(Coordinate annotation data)
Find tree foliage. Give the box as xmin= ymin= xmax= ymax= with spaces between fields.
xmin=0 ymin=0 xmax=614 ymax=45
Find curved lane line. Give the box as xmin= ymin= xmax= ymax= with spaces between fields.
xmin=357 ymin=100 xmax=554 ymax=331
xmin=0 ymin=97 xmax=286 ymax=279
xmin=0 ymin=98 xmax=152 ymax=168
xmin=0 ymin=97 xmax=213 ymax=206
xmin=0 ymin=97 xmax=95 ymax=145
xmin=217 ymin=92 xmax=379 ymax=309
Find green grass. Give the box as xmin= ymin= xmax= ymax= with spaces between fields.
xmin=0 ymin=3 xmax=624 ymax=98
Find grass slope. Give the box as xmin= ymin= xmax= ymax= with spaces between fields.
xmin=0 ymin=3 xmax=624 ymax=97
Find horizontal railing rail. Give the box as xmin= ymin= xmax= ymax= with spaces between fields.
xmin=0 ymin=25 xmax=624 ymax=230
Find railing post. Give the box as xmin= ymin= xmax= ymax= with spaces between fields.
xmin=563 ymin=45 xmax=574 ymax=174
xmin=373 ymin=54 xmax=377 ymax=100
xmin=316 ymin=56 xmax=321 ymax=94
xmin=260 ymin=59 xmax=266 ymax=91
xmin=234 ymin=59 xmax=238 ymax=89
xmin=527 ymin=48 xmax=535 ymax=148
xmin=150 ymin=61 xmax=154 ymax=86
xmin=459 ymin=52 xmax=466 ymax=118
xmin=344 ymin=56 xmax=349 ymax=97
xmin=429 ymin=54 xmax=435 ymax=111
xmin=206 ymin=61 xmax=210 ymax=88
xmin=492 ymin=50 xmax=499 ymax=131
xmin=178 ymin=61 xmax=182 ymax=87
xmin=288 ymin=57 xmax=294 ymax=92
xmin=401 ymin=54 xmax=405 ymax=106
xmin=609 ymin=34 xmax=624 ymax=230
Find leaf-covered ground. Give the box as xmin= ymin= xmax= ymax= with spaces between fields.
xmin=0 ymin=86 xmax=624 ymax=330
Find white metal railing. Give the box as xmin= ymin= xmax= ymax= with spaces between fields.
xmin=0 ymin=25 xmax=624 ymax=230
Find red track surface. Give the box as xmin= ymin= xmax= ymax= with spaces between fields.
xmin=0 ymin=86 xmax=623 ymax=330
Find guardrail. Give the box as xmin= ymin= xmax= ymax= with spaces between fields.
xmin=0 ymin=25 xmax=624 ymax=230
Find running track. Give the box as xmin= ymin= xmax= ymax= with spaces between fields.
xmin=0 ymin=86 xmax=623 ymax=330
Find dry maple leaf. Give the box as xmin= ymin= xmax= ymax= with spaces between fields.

* _INSTRUCTIONS TO FOLLOW_:
Return every line of the data above without any changes, keeping the original order.

* _FULL ANSWER_:
Find tree foliage. Give the box as xmin= ymin= xmax= ymax= with spaces between fields.
xmin=0 ymin=0 xmax=614 ymax=45
Find curved lane line. Give the box as xmin= ymin= xmax= ymax= with spaces between fields.
xmin=357 ymin=100 xmax=554 ymax=331
xmin=0 ymin=97 xmax=286 ymax=279
xmin=0 ymin=98 xmax=152 ymax=168
xmin=0 ymin=97 xmax=213 ymax=206
xmin=0 ymin=97 xmax=95 ymax=145
xmin=217 ymin=92 xmax=379 ymax=309
Find green grass. Give the box as xmin= ymin= xmax= ymax= with spaces between fields.
xmin=0 ymin=3 xmax=624 ymax=98
Find grass slope. Give the box as xmin= ymin= xmax= ymax= with spaces between fields.
xmin=0 ymin=3 xmax=624 ymax=97
Find horizontal railing rail. Give the box as xmin= ymin= xmax= ymax= with spaces between fields.
xmin=0 ymin=25 xmax=624 ymax=230
Find railing post. Give the box as xmin= ymin= xmax= ymax= with spaces between fields.
xmin=563 ymin=45 xmax=574 ymax=174
xmin=373 ymin=54 xmax=377 ymax=100
xmin=316 ymin=56 xmax=321 ymax=94
xmin=260 ymin=59 xmax=266 ymax=91
xmin=234 ymin=59 xmax=238 ymax=89
xmin=527 ymin=48 xmax=535 ymax=148
xmin=150 ymin=61 xmax=154 ymax=86
xmin=459 ymin=52 xmax=466 ymax=118
xmin=344 ymin=56 xmax=349 ymax=97
xmin=429 ymin=54 xmax=435 ymax=111
xmin=206 ymin=61 xmax=210 ymax=88
xmin=492 ymin=50 xmax=499 ymax=131
xmin=178 ymin=61 xmax=182 ymax=87
xmin=288 ymin=57 xmax=294 ymax=92
xmin=401 ymin=54 xmax=405 ymax=106
xmin=609 ymin=34 xmax=624 ymax=230
Find leaf-covered ground. Give the box as xmin= ymin= xmax= ymax= with spaces between fields.
xmin=0 ymin=86 xmax=624 ymax=330
Find white metal railing. Give the box as xmin= ymin= xmax= ymax= with spaces between fields.
xmin=0 ymin=25 xmax=624 ymax=230
Find red track surface. Give the box as xmin= ymin= xmax= ymax= with spaces between fields.
xmin=0 ymin=86 xmax=623 ymax=330
Find guardrail. Give the box as xmin= ymin= xmax= ymax= with spaces between fields.
xmin=0 ymin=25 xmax=624 ymax=230
Find running track. Give the box as xmin= ymin= xmax= ymax= with spaces between fields.
xmin=0 ymin=86 xmax=623 ymax=330
Find dry maple leaf. Give the box as xmin= ymin= xmax= ymax= with spaces between fields.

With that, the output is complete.